TUJUAN LATIHAN:
Lanjutkan teks tentang analisis data pemain FIFA di R, mulai tepat sesudah bagian terakhir yang ditampilkan.

Hal yang sama juga ditunjukkan oleh sebaran Wage berdasarkan overall rating
ggplot(fifa, aes(x = Overall, y = WageP, col =Overall )) +
geom_jitter() +
scale_y_continuous(labels = dollar_format(prefix = "€")) +
labs(title = "Sebaran Rating Pemain Berdasarkan Wage",
x = "Overall Rating",
y = NULL) +
guides(col = FALSE) +
theme_economist()
Selanjutnya dilihat sebaran value pemain berdasarkan posisinya :
fifa %>%
filter(PositionGroup != "Unknown") %>%
ggplot(aes(x = PositionGroup, y = ValueP)) +
geom_boxplot(fill = "#7ad2f6") +
scale_y_log10(labels = dollar_format(prefix = "€")) +
labs(title = "Boxplot Value Pemain Berdasarkan Posisi",
x = NULL,
y = NULL) +
theme_economist()
Pemain posisi depan memiliki rata - rata value yang lebih tinggi dibandingkan posisi lainnya.
Melihat sebaran Skill pemain pada masing masing group posisi :
fifa %>%
filter(Overall > 75 & PositionGroup != "GK" & PositionGroup != "Unknown") %>%
group_by(PositionGroup) %>%
summarise_at(55 : 83, median) %>%
ungroup() %>%
gather(key = "Skill", value = "Rating", 2 : 30 ) %>%
arrange(PositionGroup) %>%
ggplot2::ggplot(aes(x = Skill, y = PositionGroup)) +
labs(title = "Heatmap skill pemain berdasarkan posisi",
x = NULL,
y = NULL) +
geom_tile(aes(fill = Rating)) +
geom_text(aes(label = Rating)) +
theme_economist()+
theme(axis.text.x = element_text(angle = 45, hjust = 1, vjust = 1), strip.text = element_text(face = "bold", size = 12), legend.position = "none")
Melihat kelompok skill yang paling menonjol pada masing - masing posisi
# fifad <- fifa %>%
# filter(Overall > 75 & PositionGroup != "GK" ) %>%
# group_by(PositionGroup) %>%
# summarise_at(SkillCategory, mean) %>%
# select(-GoalKeeping) %>%
# data.frame()
#
# row.names(fifad) <- c("DEF", "FWD","MID")
#
# fifaf <- fifad %>%
# select(-PositionGroup)

DATA TERSEDIA:
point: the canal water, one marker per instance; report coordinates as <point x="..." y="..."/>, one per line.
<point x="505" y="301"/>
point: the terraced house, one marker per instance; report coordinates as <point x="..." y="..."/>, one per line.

HASIL LATIHAN:
#
# data <- rbind(rep(100,6) , rep(0,6) , fifaf)
#
# # Color vector
# colors_border=c( rgb(0.2,0.5,0.5,0.9), rgb(0.8,0.2,0.5,0.9) , rgb(0.7,0.5,0.1,0.9) )
# colors_in=c( rgb(0.2,0.5,0.5,0.4), rgb(0.8,0.2,0.5,0.4) , rgb(0.7,0.5,0.1,0.4) )
#
# # plot with default options:
# radarchart( data , axistype=1 ,
# #custom polygon
# pcol=colors_border , pfcol=colors_in , plwd=4 , plty=1,
# #custom the grid
# cglcol="grey", cglty=1, axislabcol="grey", caxislabels=seq(20,100,20), cglwd=0.8,
# #custom labels
# vlcex=0.8
# )
#
# # Add a legend
# legend(x=0.7, y=1, legend = rownames(data[-c(1,2),]), bty = "n", pch=20 , col=colors_in , text.col = "grey", cex=1.2, pt.cex=3)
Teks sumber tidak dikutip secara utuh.